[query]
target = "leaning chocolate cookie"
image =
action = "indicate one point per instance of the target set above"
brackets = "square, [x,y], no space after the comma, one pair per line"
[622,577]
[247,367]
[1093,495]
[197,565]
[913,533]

━━━━━━━━━━

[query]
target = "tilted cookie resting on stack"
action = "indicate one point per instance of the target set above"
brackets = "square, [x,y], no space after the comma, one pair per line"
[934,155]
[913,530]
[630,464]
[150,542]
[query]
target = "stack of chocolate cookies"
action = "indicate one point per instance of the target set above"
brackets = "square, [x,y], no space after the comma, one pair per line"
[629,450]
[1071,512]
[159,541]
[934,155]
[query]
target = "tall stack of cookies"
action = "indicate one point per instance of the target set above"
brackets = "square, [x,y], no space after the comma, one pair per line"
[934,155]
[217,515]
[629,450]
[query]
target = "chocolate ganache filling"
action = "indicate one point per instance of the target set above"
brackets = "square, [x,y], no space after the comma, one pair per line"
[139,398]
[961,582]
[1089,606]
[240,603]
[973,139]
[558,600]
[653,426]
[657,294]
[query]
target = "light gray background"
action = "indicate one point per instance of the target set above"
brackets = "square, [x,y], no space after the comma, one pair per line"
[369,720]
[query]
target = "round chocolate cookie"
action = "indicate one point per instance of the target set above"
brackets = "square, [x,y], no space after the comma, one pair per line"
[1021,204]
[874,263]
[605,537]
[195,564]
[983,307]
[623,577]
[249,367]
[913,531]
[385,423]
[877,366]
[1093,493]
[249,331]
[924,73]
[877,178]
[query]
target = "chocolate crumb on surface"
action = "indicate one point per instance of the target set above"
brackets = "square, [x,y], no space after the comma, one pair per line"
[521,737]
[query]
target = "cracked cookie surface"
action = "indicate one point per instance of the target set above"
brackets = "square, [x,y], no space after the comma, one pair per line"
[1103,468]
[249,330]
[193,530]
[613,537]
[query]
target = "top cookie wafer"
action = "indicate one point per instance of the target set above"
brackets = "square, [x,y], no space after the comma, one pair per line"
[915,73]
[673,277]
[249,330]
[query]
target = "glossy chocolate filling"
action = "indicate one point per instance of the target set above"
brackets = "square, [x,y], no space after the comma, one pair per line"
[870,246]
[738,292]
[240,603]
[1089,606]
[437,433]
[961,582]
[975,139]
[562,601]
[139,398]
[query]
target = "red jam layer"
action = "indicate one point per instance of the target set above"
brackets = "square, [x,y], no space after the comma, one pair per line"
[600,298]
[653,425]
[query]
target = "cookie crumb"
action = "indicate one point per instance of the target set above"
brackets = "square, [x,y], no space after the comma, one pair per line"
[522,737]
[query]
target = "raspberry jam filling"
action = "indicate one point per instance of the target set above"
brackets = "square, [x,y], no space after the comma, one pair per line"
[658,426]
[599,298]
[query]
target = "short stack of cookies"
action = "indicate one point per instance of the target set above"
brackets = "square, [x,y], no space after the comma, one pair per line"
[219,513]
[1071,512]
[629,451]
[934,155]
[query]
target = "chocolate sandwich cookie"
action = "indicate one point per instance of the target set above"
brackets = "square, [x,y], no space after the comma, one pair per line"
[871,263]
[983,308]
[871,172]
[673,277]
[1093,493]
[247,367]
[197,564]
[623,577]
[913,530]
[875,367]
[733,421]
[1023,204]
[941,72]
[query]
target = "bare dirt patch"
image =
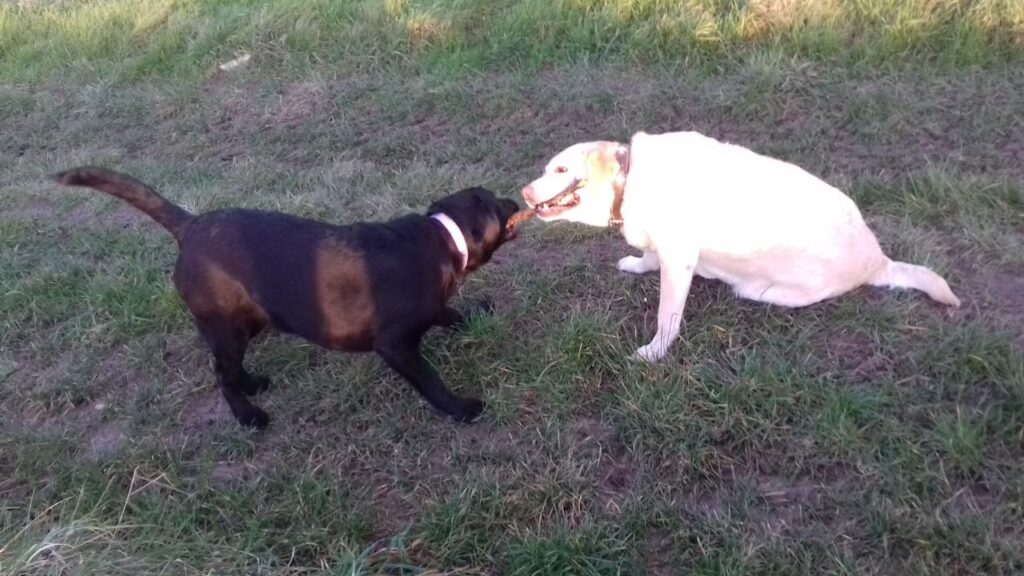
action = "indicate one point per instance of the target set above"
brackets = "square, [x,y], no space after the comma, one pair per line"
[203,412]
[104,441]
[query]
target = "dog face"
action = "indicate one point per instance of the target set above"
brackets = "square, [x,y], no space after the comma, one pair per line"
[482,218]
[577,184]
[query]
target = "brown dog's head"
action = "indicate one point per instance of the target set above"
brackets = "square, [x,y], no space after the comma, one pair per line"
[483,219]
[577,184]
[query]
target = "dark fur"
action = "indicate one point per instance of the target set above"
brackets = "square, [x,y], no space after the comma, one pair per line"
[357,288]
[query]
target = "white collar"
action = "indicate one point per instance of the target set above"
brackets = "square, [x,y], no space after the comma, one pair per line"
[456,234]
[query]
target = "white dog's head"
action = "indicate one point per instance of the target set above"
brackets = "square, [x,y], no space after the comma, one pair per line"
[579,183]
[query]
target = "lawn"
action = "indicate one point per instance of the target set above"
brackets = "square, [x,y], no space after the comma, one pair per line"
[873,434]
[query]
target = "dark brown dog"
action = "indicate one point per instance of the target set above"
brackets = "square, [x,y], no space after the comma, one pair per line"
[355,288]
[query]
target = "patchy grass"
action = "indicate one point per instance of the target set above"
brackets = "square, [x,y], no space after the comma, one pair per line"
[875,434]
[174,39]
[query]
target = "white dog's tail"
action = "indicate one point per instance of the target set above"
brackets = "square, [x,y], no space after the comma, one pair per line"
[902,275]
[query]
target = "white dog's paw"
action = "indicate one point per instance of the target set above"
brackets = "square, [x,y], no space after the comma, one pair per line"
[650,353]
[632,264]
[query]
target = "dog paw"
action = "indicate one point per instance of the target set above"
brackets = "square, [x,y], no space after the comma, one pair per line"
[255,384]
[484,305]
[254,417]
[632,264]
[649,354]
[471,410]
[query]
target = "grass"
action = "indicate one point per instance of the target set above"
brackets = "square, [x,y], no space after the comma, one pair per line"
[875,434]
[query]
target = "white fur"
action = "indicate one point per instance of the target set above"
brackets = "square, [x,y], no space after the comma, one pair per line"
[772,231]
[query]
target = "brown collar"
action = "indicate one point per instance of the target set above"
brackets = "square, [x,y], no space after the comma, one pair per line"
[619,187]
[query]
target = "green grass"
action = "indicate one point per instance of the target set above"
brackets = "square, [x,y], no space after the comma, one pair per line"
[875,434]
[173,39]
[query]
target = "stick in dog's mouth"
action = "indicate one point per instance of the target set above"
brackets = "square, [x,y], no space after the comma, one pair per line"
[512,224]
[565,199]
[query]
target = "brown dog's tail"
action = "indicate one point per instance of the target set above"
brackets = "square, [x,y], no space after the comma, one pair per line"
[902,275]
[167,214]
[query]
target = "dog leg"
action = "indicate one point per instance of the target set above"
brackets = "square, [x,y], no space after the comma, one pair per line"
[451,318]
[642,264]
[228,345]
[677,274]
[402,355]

━━━━━━━━━━

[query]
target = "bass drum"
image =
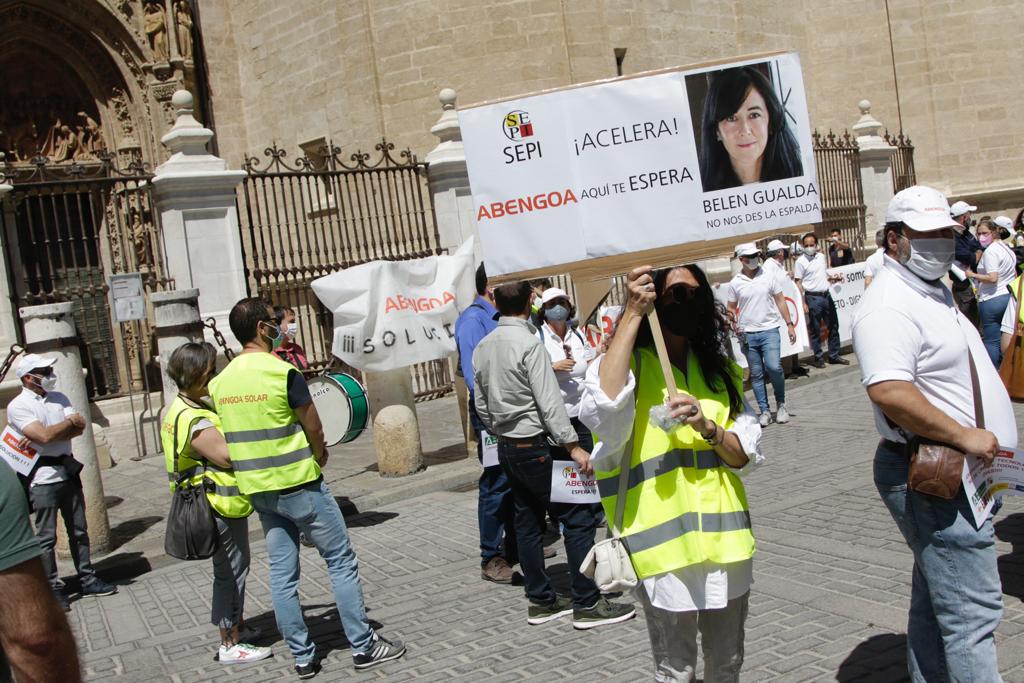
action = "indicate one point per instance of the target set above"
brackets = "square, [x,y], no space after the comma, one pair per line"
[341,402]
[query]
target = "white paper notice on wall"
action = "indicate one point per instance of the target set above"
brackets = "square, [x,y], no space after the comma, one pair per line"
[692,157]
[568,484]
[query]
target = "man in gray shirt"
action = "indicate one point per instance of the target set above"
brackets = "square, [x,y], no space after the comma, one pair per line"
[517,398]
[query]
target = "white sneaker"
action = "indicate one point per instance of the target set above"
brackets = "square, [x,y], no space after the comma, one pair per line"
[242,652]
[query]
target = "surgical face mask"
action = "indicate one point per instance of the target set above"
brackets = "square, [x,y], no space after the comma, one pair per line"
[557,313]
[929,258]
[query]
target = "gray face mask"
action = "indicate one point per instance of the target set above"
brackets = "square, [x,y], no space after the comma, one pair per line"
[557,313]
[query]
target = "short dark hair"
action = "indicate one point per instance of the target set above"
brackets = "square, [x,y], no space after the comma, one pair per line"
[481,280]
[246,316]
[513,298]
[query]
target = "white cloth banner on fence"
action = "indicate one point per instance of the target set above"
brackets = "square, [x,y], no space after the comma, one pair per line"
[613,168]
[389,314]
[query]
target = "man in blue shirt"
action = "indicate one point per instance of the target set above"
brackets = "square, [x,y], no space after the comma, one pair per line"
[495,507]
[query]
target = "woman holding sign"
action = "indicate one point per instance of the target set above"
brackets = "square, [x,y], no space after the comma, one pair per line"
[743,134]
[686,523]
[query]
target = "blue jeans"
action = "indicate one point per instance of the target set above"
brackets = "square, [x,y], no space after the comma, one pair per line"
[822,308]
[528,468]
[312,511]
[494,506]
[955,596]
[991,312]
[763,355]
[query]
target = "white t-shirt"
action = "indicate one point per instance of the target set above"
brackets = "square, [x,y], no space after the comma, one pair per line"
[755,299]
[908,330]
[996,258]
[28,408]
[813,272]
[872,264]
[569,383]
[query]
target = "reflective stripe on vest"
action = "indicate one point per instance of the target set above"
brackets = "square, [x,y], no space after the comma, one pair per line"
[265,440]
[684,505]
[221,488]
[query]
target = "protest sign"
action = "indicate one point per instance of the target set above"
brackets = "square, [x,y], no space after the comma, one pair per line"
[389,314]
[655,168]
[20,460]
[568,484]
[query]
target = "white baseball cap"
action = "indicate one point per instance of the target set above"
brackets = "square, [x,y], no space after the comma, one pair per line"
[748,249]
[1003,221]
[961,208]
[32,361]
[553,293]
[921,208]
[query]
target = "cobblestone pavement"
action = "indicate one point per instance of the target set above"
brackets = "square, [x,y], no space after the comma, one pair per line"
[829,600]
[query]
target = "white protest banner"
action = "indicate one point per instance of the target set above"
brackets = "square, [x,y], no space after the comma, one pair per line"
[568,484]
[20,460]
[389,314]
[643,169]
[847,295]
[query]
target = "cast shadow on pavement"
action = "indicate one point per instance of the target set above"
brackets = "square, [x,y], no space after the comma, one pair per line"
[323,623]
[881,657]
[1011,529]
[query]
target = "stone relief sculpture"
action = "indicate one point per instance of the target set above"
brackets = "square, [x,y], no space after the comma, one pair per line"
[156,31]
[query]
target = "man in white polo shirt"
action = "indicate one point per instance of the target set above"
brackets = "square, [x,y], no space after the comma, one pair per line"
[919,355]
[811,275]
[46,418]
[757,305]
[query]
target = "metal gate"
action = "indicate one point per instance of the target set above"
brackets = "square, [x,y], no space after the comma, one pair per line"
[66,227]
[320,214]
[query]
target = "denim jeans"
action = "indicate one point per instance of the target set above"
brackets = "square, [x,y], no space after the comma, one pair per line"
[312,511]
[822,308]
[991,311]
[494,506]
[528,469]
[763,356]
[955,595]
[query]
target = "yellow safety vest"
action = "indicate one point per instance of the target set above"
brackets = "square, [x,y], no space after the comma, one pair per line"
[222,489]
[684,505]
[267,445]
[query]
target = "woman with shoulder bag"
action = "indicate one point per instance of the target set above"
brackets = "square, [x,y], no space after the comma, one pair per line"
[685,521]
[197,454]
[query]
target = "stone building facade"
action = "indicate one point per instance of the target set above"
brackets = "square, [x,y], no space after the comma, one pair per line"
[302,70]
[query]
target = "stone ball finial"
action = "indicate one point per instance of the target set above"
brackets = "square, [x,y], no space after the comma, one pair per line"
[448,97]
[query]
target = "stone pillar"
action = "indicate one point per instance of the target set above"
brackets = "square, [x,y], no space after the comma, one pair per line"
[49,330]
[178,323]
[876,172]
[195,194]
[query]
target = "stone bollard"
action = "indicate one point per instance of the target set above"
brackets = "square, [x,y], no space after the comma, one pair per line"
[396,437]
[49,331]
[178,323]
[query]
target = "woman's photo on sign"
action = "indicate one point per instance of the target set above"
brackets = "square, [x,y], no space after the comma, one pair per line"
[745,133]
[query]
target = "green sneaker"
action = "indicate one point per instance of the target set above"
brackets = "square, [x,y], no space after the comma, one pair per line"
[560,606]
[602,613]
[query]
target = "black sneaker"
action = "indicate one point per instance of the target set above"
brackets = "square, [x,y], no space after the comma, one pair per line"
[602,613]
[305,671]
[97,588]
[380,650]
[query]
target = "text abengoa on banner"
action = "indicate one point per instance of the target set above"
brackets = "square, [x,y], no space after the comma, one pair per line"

━━━━━━━━━━

■ **Request**:
Extract every line of the items above that contains the string "mask", treating uppercase and lowercase letters as different.

■ **Correct result**:
target = "surgical face mask"
target = "gray face mask"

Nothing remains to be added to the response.